* _KUTIPAN TEKS_:
%%
Pada akhir 2022 tahun lalu, tarif ojol sendiri telah resmi dinaikkan. Hal ini berdasarkan Keputusan Menteri Perhubungan Nomor KP 564 Tahun 2022 pada 4 Agustus 2022. Kendati begitu, mitra driver tak merasakan 'cipratan' penambahan pendapatan dari kenaikan tarif itu. Bahkan, pemotongan upah masih terjadi.
Ketua Umum Asosiasi Driver Online (ADO) Taha Syafaril mengatakan pengguna ojol kerap berekspektasi layanan ojol meningkat berkat kenaikan tarif. Namun, itu tak bisa terjadi karena para driver empot-empotan kejar target dan tak dapat upah lebih. Mitra tidak bisa melakukan perbaikan layanan karena menerima pendapatan dari tarif yang makin kecil. Sangat banyak saingan dan harus menambah jam kerja. Menurutnya, yang merusak sistem transportasi online adalah aplikasi ojol itu sendiri. Dengan terus menambah biaya potongan tanpa peduli kesulitan mitra driver. Jika nantinya krisis driver benar-benar terjadi, siapa yang harus disalahkan?
%%
* _BARIS HASIL EKSTRAKSI_:
%%
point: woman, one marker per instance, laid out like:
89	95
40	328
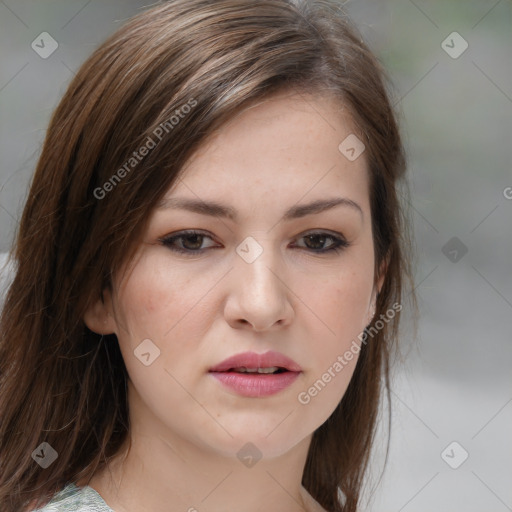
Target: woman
210	269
%%
* _SOAL LATIHAN_:
1 - Ringkas teks tentang tarif ojol dalam dua kalimat.
2 - Tuliskan lanjutan teks tentang tarif ojol, mulai setelah kalimat terakhirnya.

* _JAWABAN_:
1 - Tarif ojol resmi dinaikkan berdasarkan Keputusan Menteri Perhubungan Nomor KP 564 Tahun 2022, tetapi mitra driver tidak merasakan tambahan pendapatan dan pemotongan upah masih terjadi. Menurut Ketua Umum Asosiasi Driver Online (ADO) Taha Syafaril, layanan tidak bisa membaik karena driver harus mengejar target dengan pendapatan yang makin kecil, dan aplikasi ojol sendirilah yang merusak sistem transportasi online dengan terus menambah biaya potongan.

2 -
Sesungguhnya krisis yang dialami oleh pelaku ojol dan para driver online yang saat ini terjadi tidak bisa dilepaskan dari persoalan sistemik yang terjadi di negeri ini. Mindset masyarakat tentang ekonomi, yang harus dipegang dalam beraktivitas ekonomi adalah prinsip “meraih keuntungan sebesar-besarnya dengan modal sekecil-kecilnya". Soal apakah nanti prinsip ini mengakibatkan kerugian pada pihak lain, itu soal lain. Yang terpenting adalah meraih keuntungan materi sebanyak-banyaknya. Prinsip ini lahir dari cara pandang kapitalis yang menafikan unsur ruhiyah atau agama dalam beraktivitas. Wajar jika kemudian yang terjadi adalah pengabaian penderitaan pihak lain.
Bahayanya, ketika prinsip ini diambil oleh pihak yang punya otoritas atau pemilik modal, maka secara otomatis mereka akan melakukan ekspansi untuk meraih keuntungan sebesar-besarnya dengan berbagai cara. Sementara pihak yang paling berpeluang untuk dikorbankan adalah para pekerja yang minim modal dan kekuasaan.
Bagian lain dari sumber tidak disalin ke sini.